QUOTED PASSAGE
Liang-Chih Huang (Department of Labor Relations, National Chung Cheng University, Min-Hsiung, Taiwan)
Chun-Hui Su (Operation Department, Yeong Chin Machinery Industries Co., Inc)
Cheng-Chen Lin (Department of Business Administration, National Pingtung University of Science and Technology, Pingtung, Taiwan)
Szu-Chi Lu (Department of Business Administration, National Pingtung University of Science and Technology, Pingtung, Taiwan)

Chinese Management Studies

ISSN: 1750-614X

Article publication date: 5 June 2019

Issue publication date: 31 July 2019

1196

Abstract

Purpose

The purpose of this paper is to attempt to unlock how and why abusive supervision influences employees’ day-to-day behaviors. Thus, the present study proposes that employees who are continuously faced with a supervisor’s hostile verbal and nonverbal behavior might obstruct their willingness to exhibit two different kinds of extra-role behaviors [i.e. organizational citizenship behavior (OCB) and voice] because sustained abusive behavior might hinder employees from their tasks and result in disengagement. Abused employees are more likely to disengage from their current tasks, and this is likely to in turn result in lower OCB and voice.

TO-DO LIST
1) According to the abstract on abusive supervision, what are the two kinds of extra-role behaviors that employees facing a hostile supervisor might be unwilling to exhibit?
2) Continue the abstract on abusive supervision from the point where it stops.

Object point labels:
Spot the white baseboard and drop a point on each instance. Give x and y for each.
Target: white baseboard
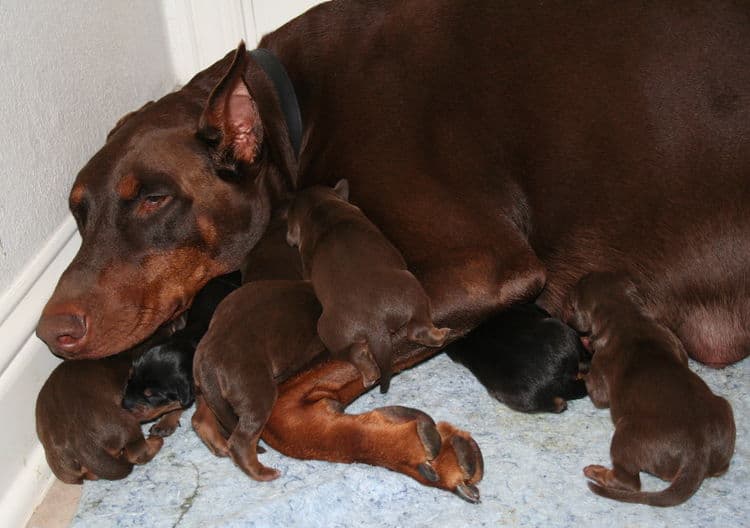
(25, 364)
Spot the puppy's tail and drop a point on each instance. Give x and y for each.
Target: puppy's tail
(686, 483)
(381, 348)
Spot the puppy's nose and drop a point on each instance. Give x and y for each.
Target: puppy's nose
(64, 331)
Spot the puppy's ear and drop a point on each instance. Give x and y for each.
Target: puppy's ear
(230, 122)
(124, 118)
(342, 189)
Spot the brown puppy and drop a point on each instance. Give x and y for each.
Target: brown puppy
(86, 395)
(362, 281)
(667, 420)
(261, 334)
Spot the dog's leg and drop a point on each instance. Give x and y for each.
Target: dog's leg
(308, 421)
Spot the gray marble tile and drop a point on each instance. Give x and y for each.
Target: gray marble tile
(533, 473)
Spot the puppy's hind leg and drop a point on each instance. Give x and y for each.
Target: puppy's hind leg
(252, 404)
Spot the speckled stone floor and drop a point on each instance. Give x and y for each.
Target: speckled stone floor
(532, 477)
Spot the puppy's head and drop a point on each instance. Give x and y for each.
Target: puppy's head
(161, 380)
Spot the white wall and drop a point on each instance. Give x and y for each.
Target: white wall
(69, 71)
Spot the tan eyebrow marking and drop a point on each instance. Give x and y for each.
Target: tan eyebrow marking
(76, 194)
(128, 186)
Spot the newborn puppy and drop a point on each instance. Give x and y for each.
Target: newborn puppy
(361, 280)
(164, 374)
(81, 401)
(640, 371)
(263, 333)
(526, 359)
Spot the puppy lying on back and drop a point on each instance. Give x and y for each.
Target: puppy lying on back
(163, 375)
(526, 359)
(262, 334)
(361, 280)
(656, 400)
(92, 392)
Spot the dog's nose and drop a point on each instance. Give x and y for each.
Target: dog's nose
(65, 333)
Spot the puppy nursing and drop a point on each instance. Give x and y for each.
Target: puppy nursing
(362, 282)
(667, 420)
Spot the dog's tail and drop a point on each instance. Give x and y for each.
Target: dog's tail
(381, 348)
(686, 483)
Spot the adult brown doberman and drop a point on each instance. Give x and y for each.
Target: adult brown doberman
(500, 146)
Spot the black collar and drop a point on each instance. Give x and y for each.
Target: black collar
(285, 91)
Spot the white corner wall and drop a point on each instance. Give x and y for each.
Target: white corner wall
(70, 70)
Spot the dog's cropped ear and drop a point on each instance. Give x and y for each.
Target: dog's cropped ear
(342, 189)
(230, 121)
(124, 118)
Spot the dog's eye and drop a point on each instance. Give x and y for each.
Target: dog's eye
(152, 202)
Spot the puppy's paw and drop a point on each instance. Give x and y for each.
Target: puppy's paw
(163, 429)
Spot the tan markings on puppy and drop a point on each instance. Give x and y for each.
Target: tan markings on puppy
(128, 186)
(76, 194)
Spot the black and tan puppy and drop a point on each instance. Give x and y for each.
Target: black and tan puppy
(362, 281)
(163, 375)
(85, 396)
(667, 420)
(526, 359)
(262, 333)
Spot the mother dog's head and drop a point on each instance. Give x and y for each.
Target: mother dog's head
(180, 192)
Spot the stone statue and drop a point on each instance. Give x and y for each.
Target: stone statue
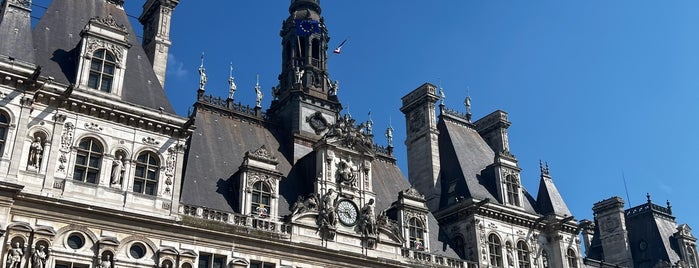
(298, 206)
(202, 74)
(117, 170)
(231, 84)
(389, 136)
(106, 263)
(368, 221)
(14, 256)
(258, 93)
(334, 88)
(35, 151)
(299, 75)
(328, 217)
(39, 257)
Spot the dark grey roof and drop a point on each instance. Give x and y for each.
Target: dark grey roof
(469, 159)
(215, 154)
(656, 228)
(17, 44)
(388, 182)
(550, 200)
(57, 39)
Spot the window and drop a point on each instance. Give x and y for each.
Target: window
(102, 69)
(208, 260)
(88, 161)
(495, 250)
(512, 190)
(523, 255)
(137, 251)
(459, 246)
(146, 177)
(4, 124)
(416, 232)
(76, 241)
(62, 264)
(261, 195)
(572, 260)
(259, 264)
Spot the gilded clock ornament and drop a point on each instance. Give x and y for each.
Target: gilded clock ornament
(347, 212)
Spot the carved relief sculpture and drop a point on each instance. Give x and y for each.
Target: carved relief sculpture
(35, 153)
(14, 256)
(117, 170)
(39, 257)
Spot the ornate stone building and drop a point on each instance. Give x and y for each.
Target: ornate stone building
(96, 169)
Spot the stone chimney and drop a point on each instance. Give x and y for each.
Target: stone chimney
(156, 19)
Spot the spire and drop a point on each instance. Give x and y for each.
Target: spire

EXPECTED RESULTS
1) Organizational citizenship behavior (OCB) and voice.

2)
Design/methodology/approach

The data were collected from a Taiwan mid-sized high-tech manufacturing company. The present study adopted a within-person approach (a daily-basis research design) and collected data from 60 front-line employees over 10 working days. Although all variables were self-rated, common method variance is minor. Confirmatory factor analysis (CFA) was conducted to ensure discriminant and convergent validity, and hierarchical linear modeling (HLM) was used to test the hypotheses.

Findings

The results of CFA ensure the measures have discriminant and convergent validity, while the results of HLM analysis showed that work engagement fully mediates the negative relationship between abusive supervision and the two kinds of extra-role behaviors. The bootstrapping results also support the full mediation effect of work engagement.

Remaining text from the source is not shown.